Do this
Please collect every line in the entries below that contains the word "nose", copying each one in full. Case counts, so a line matches only if its capitals and lowercase letters agree with that word.

Information provided
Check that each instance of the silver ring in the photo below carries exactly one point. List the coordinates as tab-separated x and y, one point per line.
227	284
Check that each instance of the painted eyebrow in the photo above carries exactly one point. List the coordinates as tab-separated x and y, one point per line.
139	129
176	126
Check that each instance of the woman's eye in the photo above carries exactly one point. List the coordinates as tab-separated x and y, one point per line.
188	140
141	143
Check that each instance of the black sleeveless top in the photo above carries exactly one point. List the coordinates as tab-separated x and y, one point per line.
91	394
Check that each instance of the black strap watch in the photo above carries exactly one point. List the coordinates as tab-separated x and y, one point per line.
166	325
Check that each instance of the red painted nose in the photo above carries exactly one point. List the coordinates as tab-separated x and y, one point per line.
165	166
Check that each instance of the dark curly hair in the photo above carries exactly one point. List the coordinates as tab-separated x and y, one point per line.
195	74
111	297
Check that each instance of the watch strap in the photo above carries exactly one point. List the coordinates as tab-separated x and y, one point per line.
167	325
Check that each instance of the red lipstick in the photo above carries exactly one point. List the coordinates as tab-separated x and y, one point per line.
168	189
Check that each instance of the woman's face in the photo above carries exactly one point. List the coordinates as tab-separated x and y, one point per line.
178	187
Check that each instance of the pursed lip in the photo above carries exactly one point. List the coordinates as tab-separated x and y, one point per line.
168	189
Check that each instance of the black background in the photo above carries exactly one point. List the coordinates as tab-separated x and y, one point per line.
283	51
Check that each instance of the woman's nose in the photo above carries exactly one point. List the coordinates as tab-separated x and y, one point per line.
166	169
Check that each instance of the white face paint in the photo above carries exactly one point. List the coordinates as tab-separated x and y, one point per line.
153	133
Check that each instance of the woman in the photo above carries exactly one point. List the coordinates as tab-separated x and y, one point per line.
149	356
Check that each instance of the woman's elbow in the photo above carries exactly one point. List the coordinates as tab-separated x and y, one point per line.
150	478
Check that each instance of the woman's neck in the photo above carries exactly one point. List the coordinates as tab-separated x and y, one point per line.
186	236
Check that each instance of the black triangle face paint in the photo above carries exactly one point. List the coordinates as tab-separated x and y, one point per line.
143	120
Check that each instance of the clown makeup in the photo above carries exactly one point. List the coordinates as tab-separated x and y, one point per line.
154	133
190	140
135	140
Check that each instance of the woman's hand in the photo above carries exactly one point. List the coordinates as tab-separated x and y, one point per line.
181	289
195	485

--

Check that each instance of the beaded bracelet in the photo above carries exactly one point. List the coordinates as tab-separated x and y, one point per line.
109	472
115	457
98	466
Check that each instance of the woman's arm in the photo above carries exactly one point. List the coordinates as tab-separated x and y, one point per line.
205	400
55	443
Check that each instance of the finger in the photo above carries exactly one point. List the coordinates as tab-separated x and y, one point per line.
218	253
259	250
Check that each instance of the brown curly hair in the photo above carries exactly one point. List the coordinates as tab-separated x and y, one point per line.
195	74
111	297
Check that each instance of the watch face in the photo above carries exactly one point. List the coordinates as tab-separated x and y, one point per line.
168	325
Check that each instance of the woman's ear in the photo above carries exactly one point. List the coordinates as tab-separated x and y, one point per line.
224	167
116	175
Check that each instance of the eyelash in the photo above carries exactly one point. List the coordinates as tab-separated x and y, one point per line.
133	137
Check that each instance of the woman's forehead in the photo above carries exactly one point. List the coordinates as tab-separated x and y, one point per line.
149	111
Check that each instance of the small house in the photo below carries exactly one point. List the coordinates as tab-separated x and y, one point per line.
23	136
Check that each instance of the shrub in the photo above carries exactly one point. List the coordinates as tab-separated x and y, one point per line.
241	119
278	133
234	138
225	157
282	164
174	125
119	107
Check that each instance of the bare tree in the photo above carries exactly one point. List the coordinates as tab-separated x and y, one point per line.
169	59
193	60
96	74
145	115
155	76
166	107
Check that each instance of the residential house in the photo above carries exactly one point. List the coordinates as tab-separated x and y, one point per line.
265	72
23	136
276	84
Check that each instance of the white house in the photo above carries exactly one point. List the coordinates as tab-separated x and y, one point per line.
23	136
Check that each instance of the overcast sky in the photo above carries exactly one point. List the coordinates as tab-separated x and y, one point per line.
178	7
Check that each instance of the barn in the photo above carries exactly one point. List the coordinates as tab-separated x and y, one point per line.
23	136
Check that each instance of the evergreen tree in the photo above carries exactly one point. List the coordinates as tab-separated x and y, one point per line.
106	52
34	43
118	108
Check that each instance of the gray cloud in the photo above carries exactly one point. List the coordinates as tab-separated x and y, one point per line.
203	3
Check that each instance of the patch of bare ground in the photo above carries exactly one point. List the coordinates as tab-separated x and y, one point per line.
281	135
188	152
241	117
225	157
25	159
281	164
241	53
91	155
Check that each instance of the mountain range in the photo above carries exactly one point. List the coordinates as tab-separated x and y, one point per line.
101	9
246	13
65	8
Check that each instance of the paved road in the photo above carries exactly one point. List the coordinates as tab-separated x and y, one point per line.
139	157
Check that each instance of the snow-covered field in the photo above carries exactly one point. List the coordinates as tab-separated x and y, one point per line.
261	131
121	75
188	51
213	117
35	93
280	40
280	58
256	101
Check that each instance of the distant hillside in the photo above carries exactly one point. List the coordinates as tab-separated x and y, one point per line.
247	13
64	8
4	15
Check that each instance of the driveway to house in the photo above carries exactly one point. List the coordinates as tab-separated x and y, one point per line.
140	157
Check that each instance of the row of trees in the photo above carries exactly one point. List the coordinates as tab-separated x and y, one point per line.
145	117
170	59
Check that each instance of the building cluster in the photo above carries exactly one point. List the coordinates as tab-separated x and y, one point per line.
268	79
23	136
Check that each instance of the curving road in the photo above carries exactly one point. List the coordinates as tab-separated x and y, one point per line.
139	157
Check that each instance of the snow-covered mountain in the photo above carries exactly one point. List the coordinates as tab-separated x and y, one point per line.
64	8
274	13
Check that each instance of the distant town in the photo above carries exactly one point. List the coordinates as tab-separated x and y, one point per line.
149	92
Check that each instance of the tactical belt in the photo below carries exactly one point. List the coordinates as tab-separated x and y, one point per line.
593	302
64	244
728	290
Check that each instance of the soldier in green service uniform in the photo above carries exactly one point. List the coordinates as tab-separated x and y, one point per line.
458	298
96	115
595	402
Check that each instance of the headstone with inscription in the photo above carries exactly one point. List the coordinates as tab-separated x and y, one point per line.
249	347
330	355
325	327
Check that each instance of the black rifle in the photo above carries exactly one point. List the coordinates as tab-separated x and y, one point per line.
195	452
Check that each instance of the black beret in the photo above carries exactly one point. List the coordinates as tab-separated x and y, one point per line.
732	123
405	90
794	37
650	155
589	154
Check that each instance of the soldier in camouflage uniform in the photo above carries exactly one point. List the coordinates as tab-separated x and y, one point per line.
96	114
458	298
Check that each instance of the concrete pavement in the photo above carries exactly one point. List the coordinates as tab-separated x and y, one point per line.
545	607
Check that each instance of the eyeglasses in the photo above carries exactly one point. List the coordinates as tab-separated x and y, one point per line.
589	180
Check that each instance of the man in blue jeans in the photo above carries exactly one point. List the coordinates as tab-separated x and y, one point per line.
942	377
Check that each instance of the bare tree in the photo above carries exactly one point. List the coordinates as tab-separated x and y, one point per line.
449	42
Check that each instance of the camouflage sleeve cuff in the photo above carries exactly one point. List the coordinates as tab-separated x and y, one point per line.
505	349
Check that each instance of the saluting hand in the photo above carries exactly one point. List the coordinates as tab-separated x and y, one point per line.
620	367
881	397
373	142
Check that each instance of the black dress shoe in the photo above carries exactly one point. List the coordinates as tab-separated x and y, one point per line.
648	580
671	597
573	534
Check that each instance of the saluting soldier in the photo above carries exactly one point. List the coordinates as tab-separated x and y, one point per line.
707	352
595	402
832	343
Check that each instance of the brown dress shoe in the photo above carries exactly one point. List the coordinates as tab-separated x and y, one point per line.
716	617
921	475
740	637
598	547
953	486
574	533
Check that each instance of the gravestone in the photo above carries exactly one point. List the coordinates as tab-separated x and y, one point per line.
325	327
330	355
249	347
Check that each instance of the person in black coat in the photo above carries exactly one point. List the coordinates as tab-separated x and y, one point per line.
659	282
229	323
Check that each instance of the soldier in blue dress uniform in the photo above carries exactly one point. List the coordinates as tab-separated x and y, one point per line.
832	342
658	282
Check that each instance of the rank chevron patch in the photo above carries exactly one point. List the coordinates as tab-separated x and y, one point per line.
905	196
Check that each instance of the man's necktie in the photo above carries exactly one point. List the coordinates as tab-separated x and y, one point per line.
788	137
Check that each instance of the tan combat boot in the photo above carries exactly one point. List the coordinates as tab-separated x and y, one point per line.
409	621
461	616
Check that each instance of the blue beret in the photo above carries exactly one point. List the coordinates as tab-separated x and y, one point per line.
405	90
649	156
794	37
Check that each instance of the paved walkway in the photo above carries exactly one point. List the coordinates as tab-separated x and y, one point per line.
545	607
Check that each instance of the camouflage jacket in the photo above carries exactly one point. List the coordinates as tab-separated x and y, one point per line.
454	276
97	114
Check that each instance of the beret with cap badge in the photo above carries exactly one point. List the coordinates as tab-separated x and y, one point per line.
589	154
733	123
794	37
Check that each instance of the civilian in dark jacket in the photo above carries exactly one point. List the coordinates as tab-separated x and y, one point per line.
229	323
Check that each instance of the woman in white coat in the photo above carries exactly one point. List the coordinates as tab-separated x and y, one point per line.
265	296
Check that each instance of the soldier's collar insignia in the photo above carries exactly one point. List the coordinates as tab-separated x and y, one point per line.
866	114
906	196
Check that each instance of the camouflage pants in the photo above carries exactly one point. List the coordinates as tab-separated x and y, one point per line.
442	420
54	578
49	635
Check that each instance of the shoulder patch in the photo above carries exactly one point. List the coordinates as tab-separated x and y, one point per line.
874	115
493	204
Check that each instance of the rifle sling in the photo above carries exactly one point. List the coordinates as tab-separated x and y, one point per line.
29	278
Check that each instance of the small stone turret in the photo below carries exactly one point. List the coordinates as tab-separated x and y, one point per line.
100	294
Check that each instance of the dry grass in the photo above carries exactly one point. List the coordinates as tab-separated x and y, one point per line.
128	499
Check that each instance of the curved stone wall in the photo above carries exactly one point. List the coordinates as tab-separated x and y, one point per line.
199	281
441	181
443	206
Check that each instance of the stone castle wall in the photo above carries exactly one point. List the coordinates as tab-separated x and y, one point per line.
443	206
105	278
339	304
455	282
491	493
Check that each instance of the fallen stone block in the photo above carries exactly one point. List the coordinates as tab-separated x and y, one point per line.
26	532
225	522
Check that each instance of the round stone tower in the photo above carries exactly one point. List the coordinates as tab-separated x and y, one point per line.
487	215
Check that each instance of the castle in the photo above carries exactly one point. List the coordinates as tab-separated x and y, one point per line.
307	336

---

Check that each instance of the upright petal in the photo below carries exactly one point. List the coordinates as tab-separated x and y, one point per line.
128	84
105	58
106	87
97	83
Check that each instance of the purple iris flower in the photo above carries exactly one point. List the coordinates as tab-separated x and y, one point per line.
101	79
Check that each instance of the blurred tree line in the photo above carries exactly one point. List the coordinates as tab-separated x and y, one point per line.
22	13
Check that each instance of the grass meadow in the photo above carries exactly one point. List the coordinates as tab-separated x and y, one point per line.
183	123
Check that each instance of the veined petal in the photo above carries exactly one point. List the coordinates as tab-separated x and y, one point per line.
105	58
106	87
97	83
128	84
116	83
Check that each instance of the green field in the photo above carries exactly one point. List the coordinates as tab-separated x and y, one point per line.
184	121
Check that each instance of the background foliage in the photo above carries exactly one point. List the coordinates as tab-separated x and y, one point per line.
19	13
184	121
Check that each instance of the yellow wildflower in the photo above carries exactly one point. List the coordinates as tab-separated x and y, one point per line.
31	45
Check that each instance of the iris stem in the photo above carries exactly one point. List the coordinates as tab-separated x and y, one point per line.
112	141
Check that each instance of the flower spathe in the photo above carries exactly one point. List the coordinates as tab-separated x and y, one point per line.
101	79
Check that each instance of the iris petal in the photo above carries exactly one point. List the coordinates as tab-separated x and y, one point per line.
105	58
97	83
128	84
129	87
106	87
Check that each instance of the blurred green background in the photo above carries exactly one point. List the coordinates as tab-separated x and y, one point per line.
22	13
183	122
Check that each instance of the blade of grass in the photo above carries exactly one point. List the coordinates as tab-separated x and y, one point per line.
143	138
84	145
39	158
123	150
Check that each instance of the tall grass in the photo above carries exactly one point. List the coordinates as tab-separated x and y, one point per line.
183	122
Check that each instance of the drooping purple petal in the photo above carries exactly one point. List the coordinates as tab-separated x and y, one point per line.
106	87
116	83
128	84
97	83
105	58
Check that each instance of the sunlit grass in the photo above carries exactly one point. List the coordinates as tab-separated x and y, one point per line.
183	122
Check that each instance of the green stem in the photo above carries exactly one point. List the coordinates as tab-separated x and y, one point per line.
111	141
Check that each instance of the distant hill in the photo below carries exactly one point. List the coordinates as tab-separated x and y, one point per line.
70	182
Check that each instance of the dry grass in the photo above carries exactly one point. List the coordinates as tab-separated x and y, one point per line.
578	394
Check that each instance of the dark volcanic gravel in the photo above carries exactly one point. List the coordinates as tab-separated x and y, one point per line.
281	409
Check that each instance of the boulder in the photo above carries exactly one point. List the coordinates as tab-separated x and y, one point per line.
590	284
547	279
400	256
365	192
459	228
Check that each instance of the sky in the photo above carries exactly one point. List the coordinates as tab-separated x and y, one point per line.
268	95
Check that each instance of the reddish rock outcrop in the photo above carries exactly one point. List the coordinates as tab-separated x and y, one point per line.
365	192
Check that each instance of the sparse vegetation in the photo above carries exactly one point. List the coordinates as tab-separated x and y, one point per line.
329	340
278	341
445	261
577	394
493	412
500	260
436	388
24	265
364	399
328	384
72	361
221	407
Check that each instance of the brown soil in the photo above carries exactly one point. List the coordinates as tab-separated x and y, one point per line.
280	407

Response for this exercise
Check that each instance of the red painted nose in the photo above carries exactly one point. List the coordinates as tab-separated x and y, one point per line.
Check that each instance of the woman's nose in the photo above carries exactly one point. List the coordinates as tab-separated x and y, one point per line.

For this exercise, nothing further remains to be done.